§ **Activity**:
Write the next part of the passage on the Beery-Buktenica visual-motor integration test, picking up after its final sentence.

2.2.4 Non-verbal Memory
Beery-Buktenica Developmental Test of Visual-Motor Integration (VMI)
The VMI evaluates visual and motor integration, visual discrimination, fine motor skills, and visual perception. The examinee is required to reproduce 18 large geometric figures that are sequenced in order of increasing difficulty (e.g., from drawing lines, to closed figures [e.g., circles and squares], to embedded figures [e.g., 3 overlapping circles], to joined figures [e.g., a square touching a circle])13.

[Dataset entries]
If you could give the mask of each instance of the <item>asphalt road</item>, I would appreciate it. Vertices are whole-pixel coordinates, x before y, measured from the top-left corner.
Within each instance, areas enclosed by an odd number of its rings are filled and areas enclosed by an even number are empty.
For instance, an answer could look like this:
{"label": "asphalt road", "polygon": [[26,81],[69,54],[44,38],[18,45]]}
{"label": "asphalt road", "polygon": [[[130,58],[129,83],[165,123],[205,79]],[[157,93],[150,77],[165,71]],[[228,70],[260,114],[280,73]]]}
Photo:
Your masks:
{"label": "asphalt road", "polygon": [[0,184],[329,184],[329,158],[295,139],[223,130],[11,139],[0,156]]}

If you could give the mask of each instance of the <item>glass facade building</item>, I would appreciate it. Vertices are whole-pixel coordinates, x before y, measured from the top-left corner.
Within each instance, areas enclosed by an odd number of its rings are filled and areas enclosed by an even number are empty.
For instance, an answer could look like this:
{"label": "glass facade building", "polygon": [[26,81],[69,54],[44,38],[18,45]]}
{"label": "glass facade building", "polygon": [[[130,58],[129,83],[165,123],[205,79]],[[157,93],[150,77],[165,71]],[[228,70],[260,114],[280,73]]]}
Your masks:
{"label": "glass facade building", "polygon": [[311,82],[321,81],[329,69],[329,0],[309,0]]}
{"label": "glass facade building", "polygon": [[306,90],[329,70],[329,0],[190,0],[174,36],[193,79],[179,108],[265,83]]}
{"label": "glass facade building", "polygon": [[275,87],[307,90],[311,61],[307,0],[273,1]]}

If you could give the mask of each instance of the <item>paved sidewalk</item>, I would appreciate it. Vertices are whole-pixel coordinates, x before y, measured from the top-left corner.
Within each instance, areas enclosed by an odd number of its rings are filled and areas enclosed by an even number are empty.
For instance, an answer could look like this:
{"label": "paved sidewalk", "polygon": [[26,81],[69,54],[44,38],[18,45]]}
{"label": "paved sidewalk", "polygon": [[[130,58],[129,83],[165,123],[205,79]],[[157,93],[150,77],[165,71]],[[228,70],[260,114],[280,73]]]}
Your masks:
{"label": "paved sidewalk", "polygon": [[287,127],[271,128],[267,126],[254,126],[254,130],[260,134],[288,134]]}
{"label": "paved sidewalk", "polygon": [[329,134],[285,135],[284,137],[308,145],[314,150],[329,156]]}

§ **Exercise result**:
The Wechsler Abbreviated Scale of Intelligence (WASI) – Performance Subtest
The WASI Performance IQ examines non-verbal memory (including the Matrix Reasoning and Block Design tasks). The WASI Matrix Reasoning evaluates visual information processing and abstract reasoning skills. This task consists of a series of 35 grid patterns, from which the examinee must select the image that is consistent with the pattern. The Block Design assesses the ability to analyze and synthesize abstract visual stimuli, nonverbal concept formation, visual perception and organization, simultaneous processing, visual-motor coordination, learning, and the ability to separate figure from background in visual stimuli. For this task, the participant is given a picture of a two-dimensional geometric pattern and is then asked to replicate it using nine two-color cubes in a given amount of time. The participant completes 13 patterns of increasing difficulty unless two successive failed attempts occur11.
2.2.5 Fine Motor Dexterity
Purdue Pegboard (PP)
The Purdue Pegboard test assesses motor functioning by requiring the participant to place pegs in two rows on a pegboard. Participants complete this task first with their left hand, then their right hand, and finally with both hands 14.
2.2.6 Language
Peabody Picture Vocabulary Test-Third Edition (PPVT-III)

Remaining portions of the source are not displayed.